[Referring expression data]
━━━━

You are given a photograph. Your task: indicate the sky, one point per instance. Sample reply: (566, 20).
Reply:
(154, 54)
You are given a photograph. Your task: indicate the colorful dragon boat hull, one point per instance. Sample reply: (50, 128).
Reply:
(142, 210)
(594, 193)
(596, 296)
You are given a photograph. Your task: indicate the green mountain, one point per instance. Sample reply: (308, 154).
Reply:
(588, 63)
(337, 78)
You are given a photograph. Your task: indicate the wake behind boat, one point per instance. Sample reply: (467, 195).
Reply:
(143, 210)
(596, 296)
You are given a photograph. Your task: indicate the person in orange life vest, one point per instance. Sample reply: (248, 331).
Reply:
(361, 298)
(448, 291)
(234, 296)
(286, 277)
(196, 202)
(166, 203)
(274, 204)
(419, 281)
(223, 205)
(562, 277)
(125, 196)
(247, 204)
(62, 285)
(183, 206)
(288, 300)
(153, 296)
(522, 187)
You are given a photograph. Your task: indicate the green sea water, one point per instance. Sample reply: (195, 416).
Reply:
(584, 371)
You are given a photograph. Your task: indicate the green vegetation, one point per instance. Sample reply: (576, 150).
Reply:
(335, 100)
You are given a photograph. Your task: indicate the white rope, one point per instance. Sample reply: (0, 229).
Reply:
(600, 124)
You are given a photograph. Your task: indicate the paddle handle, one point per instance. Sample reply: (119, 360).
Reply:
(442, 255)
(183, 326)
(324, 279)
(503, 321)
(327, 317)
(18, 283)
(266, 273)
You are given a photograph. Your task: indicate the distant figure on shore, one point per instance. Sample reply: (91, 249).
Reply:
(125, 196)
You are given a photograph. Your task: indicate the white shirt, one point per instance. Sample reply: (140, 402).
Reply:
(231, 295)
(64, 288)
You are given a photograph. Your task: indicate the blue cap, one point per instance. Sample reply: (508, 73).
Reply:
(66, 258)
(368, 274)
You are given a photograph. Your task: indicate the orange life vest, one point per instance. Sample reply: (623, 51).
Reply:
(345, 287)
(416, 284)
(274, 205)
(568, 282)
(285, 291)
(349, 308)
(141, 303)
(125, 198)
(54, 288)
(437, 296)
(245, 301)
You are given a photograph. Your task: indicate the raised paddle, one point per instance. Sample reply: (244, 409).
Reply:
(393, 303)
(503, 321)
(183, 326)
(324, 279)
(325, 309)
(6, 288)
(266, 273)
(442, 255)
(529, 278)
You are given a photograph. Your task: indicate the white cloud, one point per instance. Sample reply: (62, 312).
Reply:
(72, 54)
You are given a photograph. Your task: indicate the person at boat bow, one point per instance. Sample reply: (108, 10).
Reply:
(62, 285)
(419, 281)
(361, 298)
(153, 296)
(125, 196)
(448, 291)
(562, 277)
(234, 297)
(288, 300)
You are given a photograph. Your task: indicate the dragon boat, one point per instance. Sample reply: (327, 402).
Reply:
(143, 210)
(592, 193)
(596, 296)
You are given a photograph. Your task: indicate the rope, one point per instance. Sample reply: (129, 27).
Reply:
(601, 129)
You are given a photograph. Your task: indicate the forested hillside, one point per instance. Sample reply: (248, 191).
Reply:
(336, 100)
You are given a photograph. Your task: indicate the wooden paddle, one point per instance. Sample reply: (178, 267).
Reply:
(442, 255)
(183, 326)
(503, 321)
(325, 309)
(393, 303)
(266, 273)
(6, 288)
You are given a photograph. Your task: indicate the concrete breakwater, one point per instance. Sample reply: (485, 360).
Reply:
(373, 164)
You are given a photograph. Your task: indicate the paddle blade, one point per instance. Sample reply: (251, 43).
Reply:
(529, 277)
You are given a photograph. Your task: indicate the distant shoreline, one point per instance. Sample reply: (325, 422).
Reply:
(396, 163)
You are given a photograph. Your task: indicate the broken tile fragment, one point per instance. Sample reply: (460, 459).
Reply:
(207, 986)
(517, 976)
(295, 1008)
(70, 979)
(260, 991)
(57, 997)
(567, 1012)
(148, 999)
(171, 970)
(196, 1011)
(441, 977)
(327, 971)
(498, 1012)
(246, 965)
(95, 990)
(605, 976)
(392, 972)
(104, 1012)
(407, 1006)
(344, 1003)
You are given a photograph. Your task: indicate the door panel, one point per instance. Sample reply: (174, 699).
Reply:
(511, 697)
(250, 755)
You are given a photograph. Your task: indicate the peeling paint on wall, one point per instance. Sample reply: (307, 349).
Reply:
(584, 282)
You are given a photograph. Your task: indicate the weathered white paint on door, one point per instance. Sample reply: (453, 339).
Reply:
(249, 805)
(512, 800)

━━━━

WORK INSTRUCTIONS -> Identify the lines above that contain the word "paint", then copy them.

THE ANSWER ->
You are given a photograph. Your task: indicate the peeling paint on wall, one point per instance. Sample reply: (307, 349).
You are given a photograph. Your task: indicate the weathered white paint on door, one point per instance. Sample reply: (453, 339).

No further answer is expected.